Data entries
########################################
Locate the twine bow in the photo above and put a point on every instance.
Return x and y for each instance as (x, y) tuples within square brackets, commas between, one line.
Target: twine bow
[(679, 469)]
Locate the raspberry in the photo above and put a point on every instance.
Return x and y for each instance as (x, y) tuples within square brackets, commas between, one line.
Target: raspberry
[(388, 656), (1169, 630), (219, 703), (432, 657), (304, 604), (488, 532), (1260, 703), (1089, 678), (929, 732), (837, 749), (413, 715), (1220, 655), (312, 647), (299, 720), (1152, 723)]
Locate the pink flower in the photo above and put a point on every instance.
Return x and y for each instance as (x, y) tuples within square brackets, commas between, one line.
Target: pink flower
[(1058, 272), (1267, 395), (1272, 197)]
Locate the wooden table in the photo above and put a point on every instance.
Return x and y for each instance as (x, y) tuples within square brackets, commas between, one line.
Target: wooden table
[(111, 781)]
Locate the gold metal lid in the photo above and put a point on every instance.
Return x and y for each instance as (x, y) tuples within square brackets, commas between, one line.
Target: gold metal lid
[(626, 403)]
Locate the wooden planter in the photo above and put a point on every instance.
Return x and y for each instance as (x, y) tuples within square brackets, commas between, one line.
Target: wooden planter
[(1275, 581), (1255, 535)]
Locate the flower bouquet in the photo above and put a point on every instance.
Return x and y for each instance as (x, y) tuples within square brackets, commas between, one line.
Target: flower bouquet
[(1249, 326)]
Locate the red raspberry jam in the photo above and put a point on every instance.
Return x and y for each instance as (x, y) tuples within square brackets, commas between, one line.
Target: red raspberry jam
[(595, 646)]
########################################
• **WHAT YOU ARE ASKED TO DO**: Rewrite the stretch of the material from the line containing "Locate the gold" through the end of the material, inclusive, as a JSON list of strings with one string per line. Skip blank lines.

• **THE SOLUTION**:
[
  "Locate the gold metal lid in the photo above and put a point on every instance.",
  "Return x and y for each instance as (x, y) tuples within square brackets, commas between, one line.",
  "Target: gold metal lid",
  "[(626, 403)]",
  "Locate the wooden planter in the photo above and put a point on every instance.",
  "Return x and y for each instance as (x, y) tuples within square brackets, commas between, one line.",
  "Target: wooden planter",
  "[(1275, 581), (1255, 535)]",
  "Locate the flower bouquet in the photo above and put a point on every instance.",
  "Return x and y for each instance as (x, y) tuples within square brackets, commas between, one line.",
  "Target: flower bouquet",
  "[(1249, 326)]",
  "Locate the red raspberry jam in the photo above and put a point on every instance.",
  "Return x and y for each instance as (x, y) tuples within square brackets, commas between, one line.",
  "Target: red raspberry jam",
  "[(595, 646)]"
]